-- Exercise set --
**a.** In the text on precipitation extremes below, which statistic measures the link between the principal components of extreme indices and tropical oceanic systems?
**b.** Please decide whether each statement agrees with the text on precipitation extremes below, answering yes or no and quoting the deciding words: (i) EOFs show the spatial patterns of the regions with the highest variability. (ii) The northern parts of Tanzania have more intense drought extremes than the central parts. (iii) The linear regression models the relationship between the PCs time series and time in years.

*** Source

2.3.2. Empirical Orthogonal Function (EOF) Analysis
For purpose of investigating the spatial and temporal variability characteristics, we employed the Empirical Orthogonal Function (EOF) which involves calculating the parameters of the covariance matrix of data anomalies, with the variance (eigenvalue) associated with each Principal Components (PCs) providing a measure of the variability explained by that mode (Hannachi et al., 2007). EOFs represent the spatial patterns corresponding to the regions with the highest variability, while the associated scores, or Principal Components (PCs), provide the related time series.
2.3.3. Trend Analysis
In this study a linear regression statistical method is used to model the relationship between the PCs time series and time (years) same method used by (Fan et al., 2022) The slope derived from this regression indicates the rate of change of precipitation extremes, revealing whether the PCs exhibit a significant upward, downward or no trend observed over time. The Mann Kendal (MK) test (Mann, 1945; Kendall, 1955) was employed at (p < 0.05) and (p < 0.01) significant level to test the significance of both linear and spatial trend distribution respectively due to its reliability non-parametric nature, MK is not influenced by the non-normality of the data and exhibits low sensitivity to abrupt breaks in inhomogeneous series.
2.3.4. Correlation Analysis
Pearson correlation coefficient is used between the principal components of extreme indices and tropical oceanic systems underlying influences of oceanic factors on extremes during MAM season.
3. Results and Discussion
3.1. Climatological Means of Extreme Precipitations
The spatial distributions of the climatological means of extreme precipitation indices over Tanzania during the MAM season (1981-2024) are shown in Figure 2. The analysis indicates a significant regional contrast in moisture availability and drought risk. Specifically, the central, western, and southwestern parts of the country are more characterized by intense drought extremes compared to the northern, eastern, and southern highlands.

******
*** Data segment

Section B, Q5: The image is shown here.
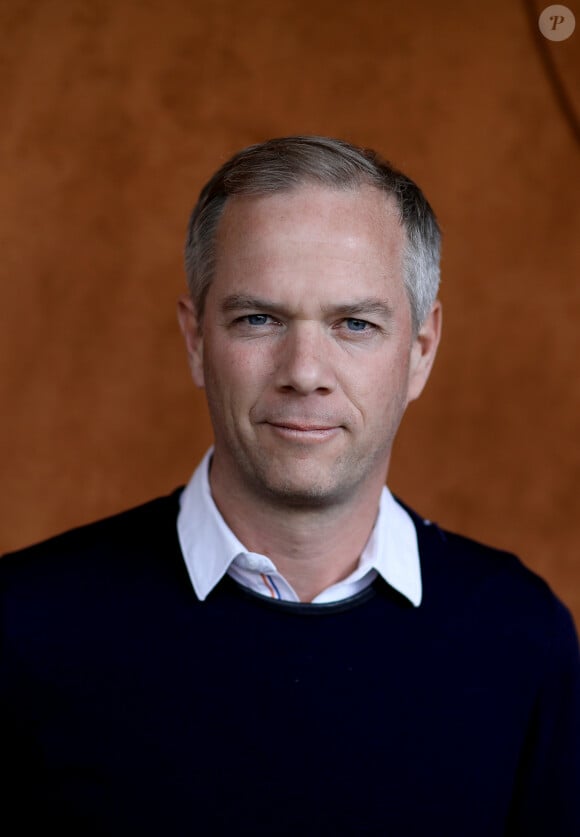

******

-- Results for each task --
**a.** The Pearson correlation coefficient.

**b.**
(i) Yes: "EOFs represent the spatial patterns corresponding to the regions with the highest variability"
(ii) No: "the central, western, and southwestern parts of the country are more characterized by intense drought extremes compared to the northern, eastern, and southern highlands"
(iii) Yes: "to model the relationship between the PCs time series and time (years)"